***** Excerpt to read

I think it is fair to say that at the moment Eels really, really need editing.  I was reading a piece in Word Magazine this month about how, for all the label system and extremely narrow number of media outlets stifled the ability of a lot of good music to reach the ears of the public (that was very much not the emphasis of the writer, he seemed to have less appreciation of the strong negative aspects of this bottleneck), at least there was a very effective filter between the infinite number of bands in the world and the finite amount of time people chose to commit to music appreciation.

Nowadays, he argued, we have to be the editors ourselves.  Bands record and release anything and everything for no other reason than that they can, and we have to take personal responsibility for picking through it and separating the fragments of wheat from the avalanche of chaff.

Now, given the number of fine blogs and podcasts I myself enjoy I find his argument more than a little shaky, but there is a core of sense to his central point: when everything was more expensive and more complicated to do, people had to be damn sure they knew what they were doing before they went to all the effort of doing it.  This pressed artists to be sure that every note of their work was essential, and it pressed labels and producers to be damn certain that the work they released was as packed to the brim with quality as it possibly could be – it generated the creative conflicts without which it is actually very difficult to produce good art.

As the ‘head of a label’ (yes, that sounds as ridiculous to me as it does to you, but I don’t know the right term for ‘a bloke sat in his spare bedroom with a photocopier and an internet connection’) I never interfere with the artistic choices made by the artists I work with.  I’ve suggested changes to a piece of work no more than three times since I started doing this, twice that suggestion has been acted upon and once it was ignored – the right call on all three occasions, I think.

So I don’t really know how I would go about saying to a band ‘no, I don’t think that song needs to be on the album’ or ‘nah, I think it needs less instrumentation’ or anything like that.  I take the stance that I am not a musician and therefore my capacity to contribute is probably pretty marginal.

Now, imagine you are dealing with someone like Mark Oliver Everett – E, of Eels.  He has written a large number of my favourite songs of all time, and a good few of my favourite albums, and I am not alone there – it’s not like he has any need to prove anything to anyone anymore, and certainly not like he needs to justify his artistic choices to some jumped-up lackey at whatever record label he may chose to work with.

Nevertheless, his last three albums – Hombre Lobo, End Times and this one – were conceived, I believe, as a Triptych.  This is the Return of the Jedi of the three – the triumph over adversity.  The concept is lovely.  Quite a few of the songs are absolutely gorgeous.  But I have a nagging feeling that the whole business really could have been trimmed – and I mean brutally trimmed – and achieved a lot more impact.

**********

> _Instruction 1_
Using the passage about Eels, decide whether each of the following statements agrees with it. Give yes or no for each, with the deciding words of the passage quoted exactly. (a) The writer has suggested changes to a piece of work no more than three times. (b) The writer feels the last three Eels albums needed no trimming. (c) The writer calls this album the Return of the Jedi of the three.

***** Data for the task

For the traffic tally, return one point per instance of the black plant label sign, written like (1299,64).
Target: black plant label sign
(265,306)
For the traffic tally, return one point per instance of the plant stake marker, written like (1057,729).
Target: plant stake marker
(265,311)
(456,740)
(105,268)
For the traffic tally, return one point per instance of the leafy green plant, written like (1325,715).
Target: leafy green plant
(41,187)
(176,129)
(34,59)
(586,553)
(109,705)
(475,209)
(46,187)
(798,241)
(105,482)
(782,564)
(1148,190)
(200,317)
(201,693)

**********
***** Data for the task

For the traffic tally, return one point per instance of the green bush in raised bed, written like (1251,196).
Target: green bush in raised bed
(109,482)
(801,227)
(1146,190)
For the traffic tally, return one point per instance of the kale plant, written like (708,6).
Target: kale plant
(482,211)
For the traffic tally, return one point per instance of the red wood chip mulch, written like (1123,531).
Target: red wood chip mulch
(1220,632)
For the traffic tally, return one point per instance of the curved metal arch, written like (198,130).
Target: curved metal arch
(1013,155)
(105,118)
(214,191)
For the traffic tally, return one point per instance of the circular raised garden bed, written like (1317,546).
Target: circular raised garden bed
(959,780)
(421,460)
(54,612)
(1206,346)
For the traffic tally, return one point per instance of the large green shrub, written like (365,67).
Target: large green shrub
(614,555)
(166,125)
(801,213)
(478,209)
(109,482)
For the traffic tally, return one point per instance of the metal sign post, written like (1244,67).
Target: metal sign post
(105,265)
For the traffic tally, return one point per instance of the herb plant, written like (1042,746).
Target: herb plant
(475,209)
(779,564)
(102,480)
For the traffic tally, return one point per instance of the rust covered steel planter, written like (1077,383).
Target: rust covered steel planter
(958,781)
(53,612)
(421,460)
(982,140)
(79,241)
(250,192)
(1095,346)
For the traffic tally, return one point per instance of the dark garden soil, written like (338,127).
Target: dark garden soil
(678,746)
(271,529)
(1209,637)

**********

> _Instruction 2_
Locate every line of the records that contains the string "wood", treating case as significant, and copy each such line.

> _Exercise output 1_
(a) Yes: "I’ve suggested changes to a piece of work no more than three times since I started doing this"
(b) No: "I have a nagging feeling that the whole business really could have been trimmed – and I mean brutally trimmed – and achieved a lot more impact."
(c) Yes: "This is the Return of the Jedi of the three – the triumph over adversity."

> _Exercise output 2_
For the traffic tally, return one point per instance of the red wood chip mulch, written like (1123,531).
Target: red wood chip mulch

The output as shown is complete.